[TASKS FOR THIS EXERCISE]
1. In the Lisp evaluation excerpt, why can't an operator that behaves like IF be written as a function? Answer in one to three sentences.
2. Name every kind of list form that the Lisp evaluation excerpt distinguishes.
3. Carry on the Lisp evaluation excerpt from the point where it stops.

All other atoms--numbers and strings are the kinds you've seen so
far--are self-evaluating objects. This means when such an
expression is passed to the notional evaluation function, it's simply
returned. You saw examples of self-evaluating objects in Chapter 2
when you typed 10
and "hello, world"
at the REPL.
It's also possible for symbols to be self-evaluating in the sense
that the variables they name can be assigned the value of the symbol
itself. Two important constants that are defined this way are T
and NIL
, the canonical true and false values. I'll discuss their
role as booleans in the section "Truth, Falsehood, and Equality."
Another class of self-evaluating symbols are the keyword
symbols--symbols whose names start with :
. When the reader
interns such a name, it automatically defines a constant variable
with the name and with the symbol as the value.
Things get more interesting when we consider how lists are evaluated. All legal list forms start with a symbol, but three kinds of list forms are evaluated in three quite different ways. To determine what kind of form a given list is, the evaluator must determine whether the symbol that starts the list is the name of a function, a macro, or a special operator. If the symbol hasn't been defined yet--as may be the case if you're compiling code that contains references to functions that will be defined later--it's assumed to be a function name.12 I'll refer to the three kinds of forms as function call forms, macro forms, and special forms.
The evaluation rule for function call forms is simple: evaluate the remaining elements of the list as Lisp forms and pass the resulting values to the named function. This rule obviously places some additional syntactic constraints on a function call form: all the elements of the list after the first must themselves be well-formed Lisp forms. In other words, the basic syntax of a function call form is as follows, where each of the arguments is itself a Lisp form:
(function-name argument*)
Thus, the following expression is evaluated by first evaluating
1
, then evaluating 2
, and then passing the resulting
values to the +
function, which returns 3:
(+ 1 2)
A more complex expression such as the following is evaluated in
similar fashion except that evaluating the arguments (+ 1 2)
and (- 3 4)
entails first evaluating their arguments and
applying the appropriate functions to them:
(* (+ 1 2) (- 3 4))
Eventually, the values 3 and -1 are passed to the *
function,
which returns -3.
As these examples show, functions are used for many of the things that require special syntax in other languages. This helps keep Lisp's syntax regular.
That said, not all operations can be defined as functions. Because
all the arguments to a function are evaluated before the function is
called, there's no way to write a function that behaves like the
IF
operator you used in Chapter 3. To see why, consider this
form:
(if x (format t "yes") (format t "no"))
If IF
were a function, the evaluator would evaluate the argument
expressions from left to right. The symbol x
would be
evaluated as a variable yielding some value; then (format t
"yes")

[SOURCE MATERIAL]
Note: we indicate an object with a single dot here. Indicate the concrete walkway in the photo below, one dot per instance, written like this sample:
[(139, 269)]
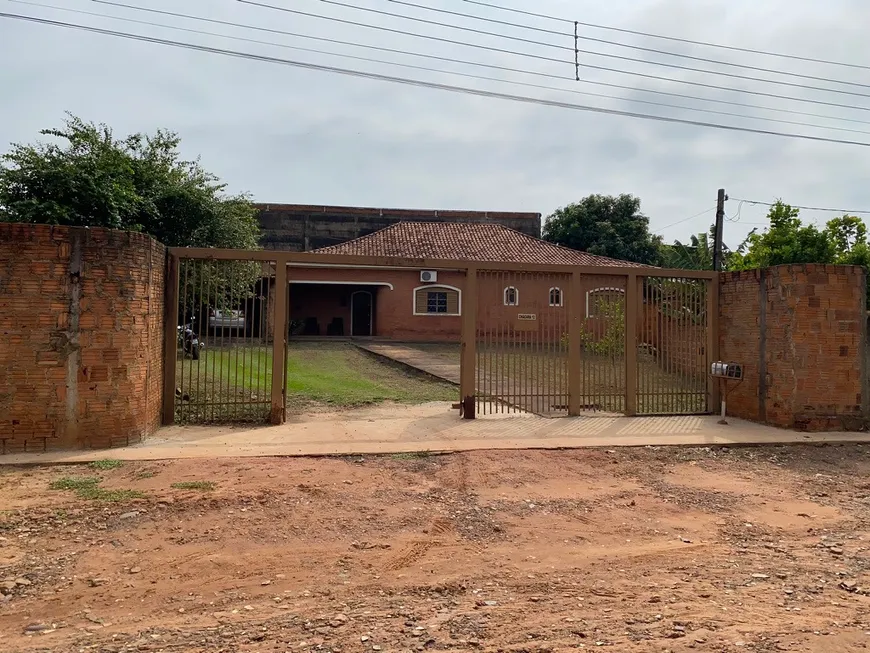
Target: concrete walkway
[(435, 427), (415, 357)]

[RESPONSES FOR EACH TASK]
1. All the arguments to a function are evaluated before the function is called. A function version of IF would therefore evaluate every argument expression from left to right, so it could not behave like the IF operator.

2. Function call forms, macro forms, and special forms.

3.
would be evaluated as a function call, yielding NIL
after printing "yes" to standard output. Then (format t "no")
would be evaluated, printing "no" and also yielding NIL
. Only
after all three expressions were evaluated would the resulting values
be passed to IF
, too late for it to control which of the two
FORMAT
expressions gets evaluated.
To solve this problem, Common Lisp defines a couple dozen so-called
special operators, IF
being one, that do things that functions
can't do. There are 25 in all, but only a small handful are used
directly in day-to-day programming.13
When the first element of a list is a symbol naming a special operator, the rest of the expressions are evaluated according to the rule for that operator.
The rule for IF
is pretty easy: evaluate the first expression.
If it evaluates to non-NIL
, then evaluate the next expression
and return its value. Otherwise, return the value of evaluating the
third expression or NIL
if the third expression is omitted. In
other words, the basic form of an IF
expression is as follows:
(if test-form then-form [ else-form ])
The test-form will always be evaluated and then one or the other of the then-form or else-form.
An even simpler special operator is QUOTE
, which takes a single
expression as its "argument" and simply returns it, unevaluated. For
instance, the following evaluates to the list (+ 1 2)
, not the
value 3:
(quote (+ 1 2))
There's nothing special about this list; you can manipulate it just
like any list you could create with the LIST
function.14
QUOTE
is used commonly enough that a special syntax for it is
built into the reader. Instead of writing the following:
(quote (+ 1 2))
you can write this:
'(+ 1 2)
This syntax is a small extension of the s-expression syntax
understood by the reader. From the point of view of the evaluator,
both those expressions will look the same: a list whose first element
is the symbol QUOTE
and whose second element is the list
(+ 1 2)
.15
In general, the special operators implement features of the language
that require some special processing by the evaluator. For instance,
several special operators manipulate the environment in which other
forms will be evaluated. One of these, which I'll discuss in detail
in Chapter 6, is LET
, which is used to create new variable
bindings. The following form evaluates to 10 because the second
x
is evaluated in an environment where it's the name of a
variable established by the LET
with the value 10:
(let ((x 10)) x)
While special operators extend the syntax of Common Lisp beyond what can be expressed with just function calls, the set of special operators is fixed by the language standard. Macros, on the other hand, give users of the language a way to extend its syntax. As you saw in Chapter 3, a macro is a function that takes s-expressions as arguments and returns a Lisp form that's then evaluated in place of the macro form. The evaluation of a macro form proceeds in two phases: First, the elements of the macro form are passed, unevaluated, to the macro function. Second, the form returned by the macro function--called its expansion--is evaluated according to the normal evaluation rules.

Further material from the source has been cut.